Job —
Rewrite every line of the listing as a JSON list of strings, one string per line, leaving out any blank lines.
BEGIN
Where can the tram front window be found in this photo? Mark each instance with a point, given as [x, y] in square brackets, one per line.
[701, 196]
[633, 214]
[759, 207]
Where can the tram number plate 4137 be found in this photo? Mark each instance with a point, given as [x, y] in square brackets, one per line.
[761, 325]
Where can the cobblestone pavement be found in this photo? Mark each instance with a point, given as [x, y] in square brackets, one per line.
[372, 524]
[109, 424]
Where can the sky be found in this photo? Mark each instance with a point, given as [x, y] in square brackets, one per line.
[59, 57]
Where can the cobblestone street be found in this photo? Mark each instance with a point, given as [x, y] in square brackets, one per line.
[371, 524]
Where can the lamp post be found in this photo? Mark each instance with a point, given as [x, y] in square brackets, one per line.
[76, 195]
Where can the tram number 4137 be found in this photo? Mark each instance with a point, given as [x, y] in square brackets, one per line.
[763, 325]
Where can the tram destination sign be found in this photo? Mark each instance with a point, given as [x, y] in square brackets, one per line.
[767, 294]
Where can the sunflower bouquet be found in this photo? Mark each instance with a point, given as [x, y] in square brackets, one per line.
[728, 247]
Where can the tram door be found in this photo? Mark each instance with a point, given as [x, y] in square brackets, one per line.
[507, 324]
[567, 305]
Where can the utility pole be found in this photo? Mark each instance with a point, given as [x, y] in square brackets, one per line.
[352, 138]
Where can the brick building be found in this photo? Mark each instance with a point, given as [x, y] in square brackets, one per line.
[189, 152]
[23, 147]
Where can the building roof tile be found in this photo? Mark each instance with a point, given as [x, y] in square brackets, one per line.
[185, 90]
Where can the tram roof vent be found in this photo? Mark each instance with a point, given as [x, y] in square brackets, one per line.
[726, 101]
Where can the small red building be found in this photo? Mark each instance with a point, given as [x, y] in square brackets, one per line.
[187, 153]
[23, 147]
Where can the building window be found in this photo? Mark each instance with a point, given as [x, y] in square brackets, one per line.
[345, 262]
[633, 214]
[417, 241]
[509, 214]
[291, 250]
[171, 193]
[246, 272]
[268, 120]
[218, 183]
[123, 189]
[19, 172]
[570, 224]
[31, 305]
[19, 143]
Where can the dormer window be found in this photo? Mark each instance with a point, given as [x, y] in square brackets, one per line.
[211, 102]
END
Finished answer —
[
  "Where can the tram front window be found in this photo? Mark each instance with a point, given as [x, y] in square brackets, one per line.",
  "[701, 196]",
  "[633, 214]",
  "[759, 207]",
  "Where can the tram number plate 4137 be found in this photo? Mark each instance with a point, given as [x, y] in square brackets, one per line.",
  "[761, 325]",
  "Where can the cobblestone pavement be found in this photo? Mark each instance with a point, given as [x, y] in square brackets, one per line.",
  "[372, 524]",
  "[109, 424]",
  "Where can the sky be found in this photo? Mark each instance with a point, given as [x, y] in square brackets, one per line.",
  "[59, 57]",
  "Where can the cobblestone street be found in this photo? Mark each instance with a point, given as [x, y] in square brackets, one per line.",
  "[371, 524]",
  "Where can the lamp post be found in this photo? Mark each instance with a point, given as [x, y] in square brackets, one per line.",
  "[76, 195]",
  "Where can the tram number 4137 be found in this photo? Mark each instance with a point, given as [x, y] in square brackets, one per line.",
  "[763, 325]",
  "Where can the tram destination sign be found in this photo? Mark each instance with a point, given as [x, y] in square brackets, one per line.",
  "[767, 294]",
  "Where can the sunflower bouquet be found in this photo? Mark each instance with a point, given as [x, y] in square brackets, one per line.",
  "[728, 247]",
  "Where can the tram door be found in this photo? Mark each instance with a point, given as [x, y] in square brackets, one per line.",
  "[507, 324]",
  "[567, 305]",
  "Where can the utility pole be found in this photo? Mark each instance with a point, given as [x, y] in square brackets, one per line.",
  "[352, 138]",
  "Where can the brick building be found in this photo? Mark each instance with a point, given as [x, y] in square brackets, one per line.",
  "[189, 152]",
  "[23, 147]",
  "Where can the building roof tile be found in this photo? Mark each instance with a point, given as [x, y] in square brackets, one per line.",
  "[185, 90]",
  "Where can the tram roof vent be found in this photo? Mark each instance with a point, given as [x, y] in square brackets, one per line.",
  "[726, 101]",
  "Where can the small red building be found in this photo? Mark each instance with a point, given as [x, y] in square brackets, one per line.",
  "[187, 153]",
  "[23, 147]",
  "Where can the building window be found in this photo? Mark each instance with a point, given as [x, y] in square brackets, one per line.",
  "[345, 262]",
  "[633, 214]",
  "[417, 241]",
  "[509, 214]",
  "[291, 250]",
  "[171, 193]",
  "[246, 272]",
  "[268, 120]",
  "[218, 183]",
  "[123, 189]",
  "[19, 172]",
  "[570, 224]",
  "[31, 305]",
  "[19, 143]",
  "Where can the dormer window be found in this photo? Mark each instance with a point, given as [x, y] in square brackets, one per line.",
  "[211, 102]"
]